== THE TASK ==
Nothing but an exact copy of the listing should be given.

== EXERCISE DATA ==

--- START ---

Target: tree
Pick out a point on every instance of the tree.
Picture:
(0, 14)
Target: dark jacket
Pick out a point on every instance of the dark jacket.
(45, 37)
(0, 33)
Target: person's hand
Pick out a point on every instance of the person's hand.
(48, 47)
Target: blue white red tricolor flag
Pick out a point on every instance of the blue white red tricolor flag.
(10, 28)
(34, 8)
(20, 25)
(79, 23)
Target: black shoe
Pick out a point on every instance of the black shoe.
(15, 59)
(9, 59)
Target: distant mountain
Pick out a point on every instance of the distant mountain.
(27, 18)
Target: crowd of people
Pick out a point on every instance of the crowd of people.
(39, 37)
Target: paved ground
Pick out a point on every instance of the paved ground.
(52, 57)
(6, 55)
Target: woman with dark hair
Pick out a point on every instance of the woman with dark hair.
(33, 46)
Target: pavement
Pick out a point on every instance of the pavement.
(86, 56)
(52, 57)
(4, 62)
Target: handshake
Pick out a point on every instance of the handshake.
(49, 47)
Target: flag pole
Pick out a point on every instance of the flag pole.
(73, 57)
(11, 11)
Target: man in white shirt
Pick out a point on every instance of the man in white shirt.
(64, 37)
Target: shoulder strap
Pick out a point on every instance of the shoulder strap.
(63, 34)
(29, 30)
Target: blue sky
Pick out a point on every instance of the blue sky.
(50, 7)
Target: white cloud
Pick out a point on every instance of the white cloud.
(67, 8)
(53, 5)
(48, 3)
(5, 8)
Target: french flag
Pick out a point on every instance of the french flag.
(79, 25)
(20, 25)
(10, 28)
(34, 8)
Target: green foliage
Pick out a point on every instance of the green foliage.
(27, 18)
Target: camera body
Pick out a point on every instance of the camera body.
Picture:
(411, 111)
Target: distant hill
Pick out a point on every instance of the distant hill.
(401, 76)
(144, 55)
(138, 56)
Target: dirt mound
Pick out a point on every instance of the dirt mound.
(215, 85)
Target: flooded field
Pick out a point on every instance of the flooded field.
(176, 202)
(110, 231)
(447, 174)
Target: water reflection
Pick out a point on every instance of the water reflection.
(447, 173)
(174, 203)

--- END ---

== RESULT ==
Target: tree
Pick out a point on every instance of the tree.
Picture:
(0, 14)
Target: dark jacket
Pick out a point on every instance of the dark jacket.
(45, 37)
(0, 33)
Target: person's hand
Pick out a point on every instance of the person's hand.
(48, 47)
Target: blue white red tricolor flag
Pick out a point on every instance of the blue white red tricolor flag.
(10, 28)
(34, 8)
(20, 25)
(79, 23)
Target: black shoe
Pick out a point on every instance of the black shoe.
(15, 59)
(9, 59)
Target: distant mountain
Pick out a point on every instance of the distant mountain.
(27, 18)
Target: crowd of people
Pick out a point on every instance of the crowd of people.
(39, 37)
Target: paved ground
Pick out a point on every instance of the paved ground.
(52, 57)
(6, 55)
Target: woman with dark hair
Pick out a point on every instance of the woman with dark hair.
(33, 46)
Target: pavement
Pick out a point on every instance of the pavement.
(86, 56)
(52, 57)
(4, 62)
Target: handshake
Pick out a point on every instance of the handshake.
(49, 47)
Target: flag pole
Pick out a point on every instance of the flag pole.
(73, 57)
(11, 11)
Target: man in white shirt
Pick out a point on every instance of the man in white shirt.
(64, 37)
Target: shoulder strap
Pick out a point on every instance of the shoulder strap.
(63, 34)
(29, 30)
Target: blue sky
Pick out a point on every instance of the blue sky.
(50, 7)
Target: white cloud
Pick out a point on every instance of the white cloud.
(67, 8)
(53, 5)
(48, 3)
(5, 8)
Target: french flag
Pick out a point on every instance of the french flag.
(79, 25)
(20, 25)
(10, 28)
(34, 8)
Target: green foliage
Pick out a point on every instance of the green foliage.
(27, 18)
Target: camera body
Pick out a point on every instance of the camera body.
Picture:
(411, 111)
Target: distant hill
Pick out a point on every instance of the distant hill.
(401, 76)
(144, 55)
(138, 56)
Target: dirt mound
Pick out a point on every instance of the dirt mound.
(215, 85)
Target: flooded field
Pick out a point on every instance of the flooded field.
(176, 202)
(110, 231)
(447, 174)
Target: water reflection
Pick out a point on every instance of the water reflection.
(447, 173)
(174, 203)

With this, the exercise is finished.